Records from a dataset
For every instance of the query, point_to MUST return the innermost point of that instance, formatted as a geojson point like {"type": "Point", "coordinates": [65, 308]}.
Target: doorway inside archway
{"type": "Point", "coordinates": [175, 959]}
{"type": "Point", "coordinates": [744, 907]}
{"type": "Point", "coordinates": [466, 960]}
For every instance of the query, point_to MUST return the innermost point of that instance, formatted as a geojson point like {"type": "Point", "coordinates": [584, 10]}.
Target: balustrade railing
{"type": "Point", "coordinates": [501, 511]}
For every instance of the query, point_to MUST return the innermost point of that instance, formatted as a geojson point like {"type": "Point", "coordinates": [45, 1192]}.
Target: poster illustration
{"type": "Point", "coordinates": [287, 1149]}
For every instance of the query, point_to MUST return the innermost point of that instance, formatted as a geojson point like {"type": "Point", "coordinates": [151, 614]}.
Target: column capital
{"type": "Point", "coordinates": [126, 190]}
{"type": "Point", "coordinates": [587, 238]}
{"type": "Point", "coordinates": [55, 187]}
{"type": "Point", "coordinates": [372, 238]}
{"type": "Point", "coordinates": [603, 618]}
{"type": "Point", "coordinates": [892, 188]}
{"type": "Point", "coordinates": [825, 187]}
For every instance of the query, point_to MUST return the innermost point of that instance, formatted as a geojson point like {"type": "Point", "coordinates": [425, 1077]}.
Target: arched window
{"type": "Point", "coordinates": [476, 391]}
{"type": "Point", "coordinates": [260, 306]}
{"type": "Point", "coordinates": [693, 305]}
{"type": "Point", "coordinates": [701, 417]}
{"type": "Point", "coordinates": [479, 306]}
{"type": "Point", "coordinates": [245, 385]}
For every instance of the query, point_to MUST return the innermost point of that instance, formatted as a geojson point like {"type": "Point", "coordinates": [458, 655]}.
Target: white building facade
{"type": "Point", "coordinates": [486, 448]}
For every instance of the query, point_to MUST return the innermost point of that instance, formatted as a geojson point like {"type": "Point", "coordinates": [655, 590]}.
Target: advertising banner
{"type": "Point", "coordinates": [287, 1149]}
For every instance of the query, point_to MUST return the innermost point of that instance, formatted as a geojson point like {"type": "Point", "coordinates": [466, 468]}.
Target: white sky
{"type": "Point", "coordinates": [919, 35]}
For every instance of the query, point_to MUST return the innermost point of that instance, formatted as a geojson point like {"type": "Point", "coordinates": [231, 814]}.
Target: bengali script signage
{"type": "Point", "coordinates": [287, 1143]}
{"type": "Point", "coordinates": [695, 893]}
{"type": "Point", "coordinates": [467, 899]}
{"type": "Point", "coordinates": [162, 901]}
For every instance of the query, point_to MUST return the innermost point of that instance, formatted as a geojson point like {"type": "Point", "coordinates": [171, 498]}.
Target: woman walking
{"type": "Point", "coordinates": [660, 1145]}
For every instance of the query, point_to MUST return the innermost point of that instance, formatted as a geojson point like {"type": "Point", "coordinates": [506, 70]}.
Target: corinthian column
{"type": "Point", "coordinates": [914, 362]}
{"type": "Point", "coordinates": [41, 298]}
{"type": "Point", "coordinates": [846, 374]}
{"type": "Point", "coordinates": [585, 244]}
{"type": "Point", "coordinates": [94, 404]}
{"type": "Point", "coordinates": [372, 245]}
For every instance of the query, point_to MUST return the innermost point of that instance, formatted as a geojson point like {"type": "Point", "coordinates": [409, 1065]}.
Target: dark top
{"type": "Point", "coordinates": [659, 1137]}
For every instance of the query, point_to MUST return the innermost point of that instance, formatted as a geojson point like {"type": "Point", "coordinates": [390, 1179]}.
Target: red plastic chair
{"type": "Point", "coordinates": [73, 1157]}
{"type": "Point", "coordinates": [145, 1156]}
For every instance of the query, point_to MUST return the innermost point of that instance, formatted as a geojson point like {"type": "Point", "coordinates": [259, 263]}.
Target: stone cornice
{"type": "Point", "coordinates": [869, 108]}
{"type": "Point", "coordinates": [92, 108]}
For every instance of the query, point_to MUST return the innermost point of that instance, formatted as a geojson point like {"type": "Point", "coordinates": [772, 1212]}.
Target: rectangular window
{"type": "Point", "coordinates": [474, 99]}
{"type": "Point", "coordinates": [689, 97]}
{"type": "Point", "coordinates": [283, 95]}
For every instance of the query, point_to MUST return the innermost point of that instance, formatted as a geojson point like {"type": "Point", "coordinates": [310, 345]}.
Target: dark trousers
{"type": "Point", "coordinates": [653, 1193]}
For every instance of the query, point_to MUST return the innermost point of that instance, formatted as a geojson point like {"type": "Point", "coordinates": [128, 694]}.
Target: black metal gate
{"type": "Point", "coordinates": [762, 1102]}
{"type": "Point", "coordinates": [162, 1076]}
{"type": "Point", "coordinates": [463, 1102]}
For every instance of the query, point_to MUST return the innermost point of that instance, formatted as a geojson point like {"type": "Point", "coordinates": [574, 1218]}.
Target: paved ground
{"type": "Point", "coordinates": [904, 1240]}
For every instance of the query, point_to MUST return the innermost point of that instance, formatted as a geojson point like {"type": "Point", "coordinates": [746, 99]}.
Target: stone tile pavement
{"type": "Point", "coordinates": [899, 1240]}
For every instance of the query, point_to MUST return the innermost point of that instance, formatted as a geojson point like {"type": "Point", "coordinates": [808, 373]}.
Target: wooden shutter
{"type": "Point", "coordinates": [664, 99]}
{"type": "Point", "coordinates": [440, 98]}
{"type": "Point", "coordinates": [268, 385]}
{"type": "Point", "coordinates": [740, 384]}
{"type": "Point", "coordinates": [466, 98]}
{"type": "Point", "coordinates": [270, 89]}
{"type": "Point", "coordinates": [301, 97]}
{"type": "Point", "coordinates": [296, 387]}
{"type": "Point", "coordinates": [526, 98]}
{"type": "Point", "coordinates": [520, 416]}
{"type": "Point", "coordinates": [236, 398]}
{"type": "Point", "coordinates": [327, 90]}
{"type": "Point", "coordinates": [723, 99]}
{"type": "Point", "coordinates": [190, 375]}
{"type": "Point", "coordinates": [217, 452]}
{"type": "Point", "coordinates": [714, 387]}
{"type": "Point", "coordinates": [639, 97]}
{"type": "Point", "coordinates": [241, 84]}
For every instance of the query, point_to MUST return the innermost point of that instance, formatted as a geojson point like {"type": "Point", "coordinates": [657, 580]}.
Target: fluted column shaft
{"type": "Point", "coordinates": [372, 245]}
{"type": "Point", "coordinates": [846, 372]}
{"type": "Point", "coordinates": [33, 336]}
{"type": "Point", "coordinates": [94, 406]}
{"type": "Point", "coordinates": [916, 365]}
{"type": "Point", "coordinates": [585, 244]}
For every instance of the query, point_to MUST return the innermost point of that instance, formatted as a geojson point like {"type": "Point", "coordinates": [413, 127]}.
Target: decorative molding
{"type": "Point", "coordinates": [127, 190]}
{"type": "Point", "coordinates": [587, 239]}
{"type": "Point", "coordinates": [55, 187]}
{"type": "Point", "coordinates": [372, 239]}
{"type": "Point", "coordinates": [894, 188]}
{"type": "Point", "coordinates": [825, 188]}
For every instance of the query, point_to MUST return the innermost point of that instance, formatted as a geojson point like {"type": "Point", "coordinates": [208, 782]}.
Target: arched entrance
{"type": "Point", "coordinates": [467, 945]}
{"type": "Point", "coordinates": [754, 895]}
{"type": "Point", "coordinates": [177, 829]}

WORK REQUEST
Extract the data in full. Keep it word for word.

RESULT OF THE EXERCISE
For every instance of the query, point_to MUST return the innermost point of that instance, formatted as a geojson point like {"type": "Point", "coordinates": [65, 308]}.
Target: doorway inside archway
{"type": "Point", "coordinates": [175, 959]}
{"type": "Point", "coordinates": [744, 907]}
{"type": "Point", "coordinates": [466, 960]}
For every instance of the query, point_to MUST return the innermost point of that instance, formatted as a geojson point like {"type": "Point", "coordinates": [584, 10]}.
Target: balustrade railing
{"type": "Point", "coordinates": [501, 511]}
For every instance of the query, point_to MUST return the innermost point of that instance, formatted as a geojson point like {"type": "Point", "coordinates": [45, 1192]}.
Target: poster illustration
{"type": "Point", "coordinates": [287, 1149]}
For every instance of the query, point_to MUST return the innermost point of that instance, formatted as a geojson point like {"type": "Point", "coordinates": [151, 614]}.
Target: column capital
{"type": "Point", "coordinates": [126, 190]}
{"type": "Point", "coordinates": [587, 238]}
{"type": "Point", "coordinates": [55, 187]}
{"type": "Point", "coordinates": [372, 238]}
{"type": "Point", "coordinates": [603, 618]}
{"type": "Point", "coordinates": [892, 188]}
{"type": "Point", "coordinates": [825, 187]}
For every instance of the query, point_to MUST return the innermost point of that instance, formatted as a geojson point like {"type": "Point", "coordinates": [425, 1077]}.
Target: arched window
{"type": "Point", "coordinates": [476, 391]}
{"type": "Point", "coordinates": [260, 306]}
{"type": "Point", "coordinates": [693, 305]}
{"type": "Point", "coordinates": [701, 417]}
{"type": "Point", "coordinates": [479, 306]}
{"type": "Point", "coordinates": [245, 385]}
For every instance of the query, point_to MUST return the innermost point of that instance, formatted as a geojson point like {"type": "Point", "coordinates": [458, 655]}.
Target: white building facade
{"type": "Point", "coordinates": [486, 448]}
For every instance of the query, point_to MUST return the innermost point of that instance, formatted as a geojson point like {"type": "Point", "coordinates": [655, 590]}.
Target: advertising banner
{"type": "Point", "coordinates": [287, 1149]}
For every instance of the query, point_to MUST return the innermost point of that instance, formatted as a geojson point like {"type": "Point", "coordinates": [466, 468]}.
Target: white sky
{"type": "Point", "coordinates": [919, 35]}
For every instance of the query, point_to MUST return the innermost point of that instance, formatted as a geojson point like {"type": "Point", "coordinates": [231, 814]}.
Target: bengali script signage
{"type": "Point", "coordinates": [287, 1143]}
{"type": "Point", "coordinates": [695, 893]}
{"type": "Point", "coordinates": [467, 899]}
{"type": "Point", "coordinates": [162, 901]}
For every instance of the query, point_to MUST return the innermost point of that instance, formatted as a geojson point like {"type": "Point", "coordinates": [171, 498]}.
Target: woman walking
{"type": "Point", "coordinates": [660, 1145]}
For every instance of the query, point_to MUST return the innermost point of that instance, formatted as a geojson point like {"type": "Point", "coordinates": [506, 70]}.
Target: corinthian column
{"type": "Point", "coordinates": [914, 362]}
{"type": "Point", "coordinates": [41, 298]}
{"type": "Point", "coordinates": [846, 374]}
{"type": "Point", "coordinates": [585, 244]}
{"type": "Point", "coordinates": [94, 404]}
{"type": "Point", "coordinates": [372, 245]}
For every instance of the query, point_to MUST return the innermost point of that instance, formatted as a geojson point like {"type": "Point", "coordinates": [409, 1065]}.
Target: dark top
{"type": "Point", "coordinates": [659, 1137]}
For every instance of the query, point_to MUST return the innermost point of that instance, formatted as a geojson point like {"type": "Point", "coordinates": [390, 1179]}.
Target: red plastic chair
{"type": "Point", "coordinates": [73, 1157]}
{"type": "Point", "coordinates": [145, 1156]}
For every instance of the query, point_to MUST return the innermost point of that instance, formatted as a geojson point like {"type": "Point", "coordinates": [259, 263]}.
Target: stone cornice
{"type": "Point", "coordinates": [869, 108]}
{"type": "Point", "coordinates": [92, 108]}
For every instance of the query, point_to MUST return the innermost point of that instance, formatted as a geojson point like {"type": "Point", "coordinates": [772, 1212]}.
Target: rectangular window
{"type": "Point", "coordinates": [474, 99]}
{"type": "Point", "coordinates": [689, 97]}
{"type": "Point", "coordinates": [283, 95]}
For every instance of the query, point_to MUST return the innermost point of that instance, formatted as a geojson point like {"type": "Point", "coordinates": [310, 345]}.
Target: dark trousers
{"type": "Point", "coordinates": [653, 1193]}
For every instance of the query, point_to MUST return the innermost point of that instance, formatted as a geojson point like {"type": "Point", "coordinates": [128, 694]}.
Target: black metal gate
{"type": "Point", "coordinates": [762, 1102]}
{"type": "Point", "coordinates": [162, 1076]}
{"type": "Point", "coordinates": [463, 1102]}
For every instance of the query, point_to MUST return the innermost point of that instance, formatted as a geojson point like {"type": "Point", "coordinates": [574, 1218]}.
Target: paved ground
{"type": "Point", "coordinates": [904, 1240]}
For every instance of the query, point_to MUST return the innermost point of that instance, formatted as a geojson point like {"type": "Point", "coordinates": [746, 99]}.
Target: stone tile pavement
{"type": "Point", "coordinates": [899, 1240]}
For every instance of the query, point_to MUST return the innermost point of that instance, formatted as a geojson point like {"type": "Point", "coordinates": [808, 373]}.
Target: wooden shutter
{"type": "Point", "coordinates": [664, 99]}
{"type": "Point", "coordinates": [440, 98]}
{"type": "Point", "coordinates": [268, 385]}
{"type": "Point", "coordinates": [740, 384]}
{"type": "Point", "coordinates": [466, 98]}
{"type": "Point", "coordinates": [270, 89]}
{"type": "Point", "coordinates": [301, 97]}
{"type": "Point", "coordinates": [296, 387]}
{"type": "Point", "coordinates": [526, 98]}
{"type": "Point", "coordinates": [520, 416]}
{"type": "Point", "coordinates": [236, 398]}
{"type": "Point", "coordinates": [327, 90]}
{"type": "Point", "coordinates": [723, 99]}
{"type": "Point", "coordinates": [190, 375]}
{"type": "Point", "coordinates": [217, 452]}
{"type": "Point", "coordinates": [714, 387]}
{"type": "Point", "coordinates": [639, 97]}
{"type": "Point", "coordinates": [241, 84]}
For every instance of the query, point_to MUST return the innermost point of that instance, formatted as a geojson point like {"type": "Point", "coordinates": [657, 580]}.
Target: fluted column shaft
{"type": "Point", "coordinates": [372, 245]}
{"type": "Point", "coordinates": [846, 372]}
{"type": "Point", "coordinates": [33, 336]}
{"type": "Point", "coordinates": [94, 406]}
{"type": "Point", "coordinates": [916, 365]}
{"type": "Point", "coordinates": [585, 244]}
For every instance of the query, point_to MUST return the innermost point of that instance, formatted as a geojson point like {"type": "Point", "coordinates": [413, 127]}.
Target: decorative molding
{"type": "Point", "coordinates": [127, 190]}
{"type": "Point", "coordinates": [587, 239]}
{"type": "Point", "coordinates": [55, 187]}
{"type": "Point", "coordinates": [372, 239]}
{"type": "Point", "coordinates": [894, 188]}
{"type": "Point", "coordinates": [825, 188]}
For every instance of the query, point_to MUST return the innermost point of that instance, formatted as a geojson point like {"type": "Point", "coordinates": [208, 782]}.
Target: arched entrance
{"type": "Point", "coordinates": [467, 945]}
{"type": "Point", "coordinates": [754, 895]}
{"type": "Point", "coordinates": [177, 829]}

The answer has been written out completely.